[The records]
■ ■ ■

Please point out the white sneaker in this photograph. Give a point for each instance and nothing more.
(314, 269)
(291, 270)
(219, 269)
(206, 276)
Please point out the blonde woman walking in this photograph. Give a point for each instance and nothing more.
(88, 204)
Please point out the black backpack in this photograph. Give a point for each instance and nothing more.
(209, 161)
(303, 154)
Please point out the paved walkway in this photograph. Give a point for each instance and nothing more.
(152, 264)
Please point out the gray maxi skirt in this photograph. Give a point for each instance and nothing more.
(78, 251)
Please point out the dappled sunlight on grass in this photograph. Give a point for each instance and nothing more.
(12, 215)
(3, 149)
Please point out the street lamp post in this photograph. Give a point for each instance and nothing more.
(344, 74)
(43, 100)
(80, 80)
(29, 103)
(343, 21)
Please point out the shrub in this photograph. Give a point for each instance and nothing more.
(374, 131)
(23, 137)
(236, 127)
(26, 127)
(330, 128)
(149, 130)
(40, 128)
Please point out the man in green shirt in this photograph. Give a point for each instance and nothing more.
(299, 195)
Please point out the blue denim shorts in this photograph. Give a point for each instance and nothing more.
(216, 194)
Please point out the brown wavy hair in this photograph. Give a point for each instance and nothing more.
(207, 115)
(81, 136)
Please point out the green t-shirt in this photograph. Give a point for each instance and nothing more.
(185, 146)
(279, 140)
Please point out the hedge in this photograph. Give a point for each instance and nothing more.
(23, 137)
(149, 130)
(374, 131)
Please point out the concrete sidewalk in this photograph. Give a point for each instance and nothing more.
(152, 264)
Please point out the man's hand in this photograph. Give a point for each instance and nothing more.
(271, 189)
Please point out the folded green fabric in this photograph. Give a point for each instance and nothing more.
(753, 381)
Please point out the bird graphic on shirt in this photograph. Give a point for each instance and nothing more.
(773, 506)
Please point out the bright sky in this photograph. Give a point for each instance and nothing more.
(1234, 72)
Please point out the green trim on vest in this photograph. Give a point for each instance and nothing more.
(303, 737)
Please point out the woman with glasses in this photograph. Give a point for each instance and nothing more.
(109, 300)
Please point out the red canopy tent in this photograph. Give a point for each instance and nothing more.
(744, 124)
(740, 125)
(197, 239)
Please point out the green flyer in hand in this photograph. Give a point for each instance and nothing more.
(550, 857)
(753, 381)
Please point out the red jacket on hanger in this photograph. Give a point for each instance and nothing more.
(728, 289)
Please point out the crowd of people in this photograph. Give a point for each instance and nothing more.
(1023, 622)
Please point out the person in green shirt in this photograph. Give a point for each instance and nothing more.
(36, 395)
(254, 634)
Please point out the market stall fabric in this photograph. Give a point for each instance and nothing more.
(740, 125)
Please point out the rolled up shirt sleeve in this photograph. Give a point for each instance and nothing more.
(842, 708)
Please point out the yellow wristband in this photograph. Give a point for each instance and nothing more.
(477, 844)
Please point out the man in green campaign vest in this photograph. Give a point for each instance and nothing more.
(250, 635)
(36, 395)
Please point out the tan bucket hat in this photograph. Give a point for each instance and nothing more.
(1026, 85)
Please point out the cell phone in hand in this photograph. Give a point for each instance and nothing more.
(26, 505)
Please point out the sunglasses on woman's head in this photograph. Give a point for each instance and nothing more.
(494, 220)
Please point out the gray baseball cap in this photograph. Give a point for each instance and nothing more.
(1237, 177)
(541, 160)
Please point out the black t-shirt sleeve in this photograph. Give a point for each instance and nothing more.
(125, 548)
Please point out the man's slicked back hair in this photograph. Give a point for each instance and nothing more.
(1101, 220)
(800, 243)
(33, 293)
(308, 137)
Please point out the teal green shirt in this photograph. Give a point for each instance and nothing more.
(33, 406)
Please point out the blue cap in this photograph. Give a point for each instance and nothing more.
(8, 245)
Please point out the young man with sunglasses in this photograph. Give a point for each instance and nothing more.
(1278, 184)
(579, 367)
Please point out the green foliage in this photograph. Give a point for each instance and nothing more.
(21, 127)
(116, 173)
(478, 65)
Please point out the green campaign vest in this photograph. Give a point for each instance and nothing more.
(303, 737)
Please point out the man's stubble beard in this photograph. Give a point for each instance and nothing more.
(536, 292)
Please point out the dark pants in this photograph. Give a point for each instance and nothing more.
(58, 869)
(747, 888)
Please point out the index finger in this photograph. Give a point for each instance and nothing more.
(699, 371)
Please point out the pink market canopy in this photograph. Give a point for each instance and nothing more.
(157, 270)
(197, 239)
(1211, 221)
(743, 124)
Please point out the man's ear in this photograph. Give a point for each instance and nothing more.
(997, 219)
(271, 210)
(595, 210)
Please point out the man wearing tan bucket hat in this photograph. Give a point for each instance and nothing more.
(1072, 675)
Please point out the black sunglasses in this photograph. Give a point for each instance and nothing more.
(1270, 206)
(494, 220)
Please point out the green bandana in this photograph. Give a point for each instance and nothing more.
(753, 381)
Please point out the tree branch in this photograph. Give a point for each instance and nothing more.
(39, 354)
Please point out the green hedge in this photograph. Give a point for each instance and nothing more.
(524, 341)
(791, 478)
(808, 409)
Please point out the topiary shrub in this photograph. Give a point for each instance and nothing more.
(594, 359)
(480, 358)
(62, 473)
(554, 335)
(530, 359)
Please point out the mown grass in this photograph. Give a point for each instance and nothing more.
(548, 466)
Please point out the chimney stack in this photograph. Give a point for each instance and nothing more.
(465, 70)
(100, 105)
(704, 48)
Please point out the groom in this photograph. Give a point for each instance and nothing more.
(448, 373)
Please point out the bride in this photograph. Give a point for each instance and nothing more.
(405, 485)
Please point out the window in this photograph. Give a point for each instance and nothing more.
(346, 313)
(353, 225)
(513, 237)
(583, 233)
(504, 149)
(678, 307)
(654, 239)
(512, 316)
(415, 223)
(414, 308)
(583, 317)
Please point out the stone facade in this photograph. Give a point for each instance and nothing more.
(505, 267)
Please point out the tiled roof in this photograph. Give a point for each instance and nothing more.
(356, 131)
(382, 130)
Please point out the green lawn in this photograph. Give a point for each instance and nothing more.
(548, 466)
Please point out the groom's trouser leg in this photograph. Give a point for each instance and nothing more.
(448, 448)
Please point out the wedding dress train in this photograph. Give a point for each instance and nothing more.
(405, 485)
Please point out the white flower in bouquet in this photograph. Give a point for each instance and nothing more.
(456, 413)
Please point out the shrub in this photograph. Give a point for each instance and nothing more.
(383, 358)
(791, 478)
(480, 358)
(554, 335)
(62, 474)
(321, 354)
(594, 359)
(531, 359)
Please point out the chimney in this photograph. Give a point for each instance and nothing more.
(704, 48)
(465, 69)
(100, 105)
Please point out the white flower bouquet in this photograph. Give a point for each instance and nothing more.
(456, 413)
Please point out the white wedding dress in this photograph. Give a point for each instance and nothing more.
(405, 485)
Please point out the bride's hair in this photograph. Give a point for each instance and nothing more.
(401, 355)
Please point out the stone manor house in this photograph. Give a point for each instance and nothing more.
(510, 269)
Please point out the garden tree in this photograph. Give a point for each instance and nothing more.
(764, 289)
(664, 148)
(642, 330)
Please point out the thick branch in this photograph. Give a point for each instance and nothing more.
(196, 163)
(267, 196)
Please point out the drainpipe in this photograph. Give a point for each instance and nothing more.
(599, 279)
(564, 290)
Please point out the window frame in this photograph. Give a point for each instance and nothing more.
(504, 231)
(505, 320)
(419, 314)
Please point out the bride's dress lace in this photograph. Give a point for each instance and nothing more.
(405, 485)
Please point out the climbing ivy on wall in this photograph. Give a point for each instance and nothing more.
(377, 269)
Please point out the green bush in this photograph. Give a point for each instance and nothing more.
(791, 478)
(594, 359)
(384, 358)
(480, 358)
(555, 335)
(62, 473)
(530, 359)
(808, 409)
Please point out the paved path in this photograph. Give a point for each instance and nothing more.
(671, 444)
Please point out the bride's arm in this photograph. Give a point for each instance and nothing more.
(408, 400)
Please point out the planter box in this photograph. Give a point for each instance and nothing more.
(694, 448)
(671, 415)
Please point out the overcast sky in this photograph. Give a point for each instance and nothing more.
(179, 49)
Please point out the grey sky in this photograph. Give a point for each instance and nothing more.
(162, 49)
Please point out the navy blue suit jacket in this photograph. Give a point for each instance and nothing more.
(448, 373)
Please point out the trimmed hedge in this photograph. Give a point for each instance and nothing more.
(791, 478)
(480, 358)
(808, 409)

■ ■ ■

Can you write out the stretch from the line containing "Please point out the navy" through the end of the listing again, swapping "trimmed" for "pruned" and leaving everything else unchanged?

[Solution]
Please point out the navy blue suit jacket in this photograph. Give a point for each instance and nothing more.
(448, 373)
Please point out the pruned hedge in this photograph. Give a point for each instance and nothing more.
(791, 478)
(480, 358)
(808, 409)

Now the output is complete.